begin Material provided
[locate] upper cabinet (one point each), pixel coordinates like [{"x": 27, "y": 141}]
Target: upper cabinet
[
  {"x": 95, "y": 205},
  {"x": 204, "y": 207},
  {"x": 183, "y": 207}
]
end Material provided
*What you will do:* Lay out every line of the records above as a Markdown table with the columns "No." and "Line". Number the rows in order and leave out blank lines.

*The reply:*
| No. | Line |
|---|---|
| 1 | [locate] upper cabinet (one point each), pixel coordinates like [{"x": 27, "y": 141}] |
| 2 | Target: upper cabinet |
| 3 | [ |
| 4 |   {"x": 95, "y": 205}, |
| 5 |   {"x": 204, "y": 207}, |
| 6 |   {"x": 183, "y": 207} |
| 7 | ] |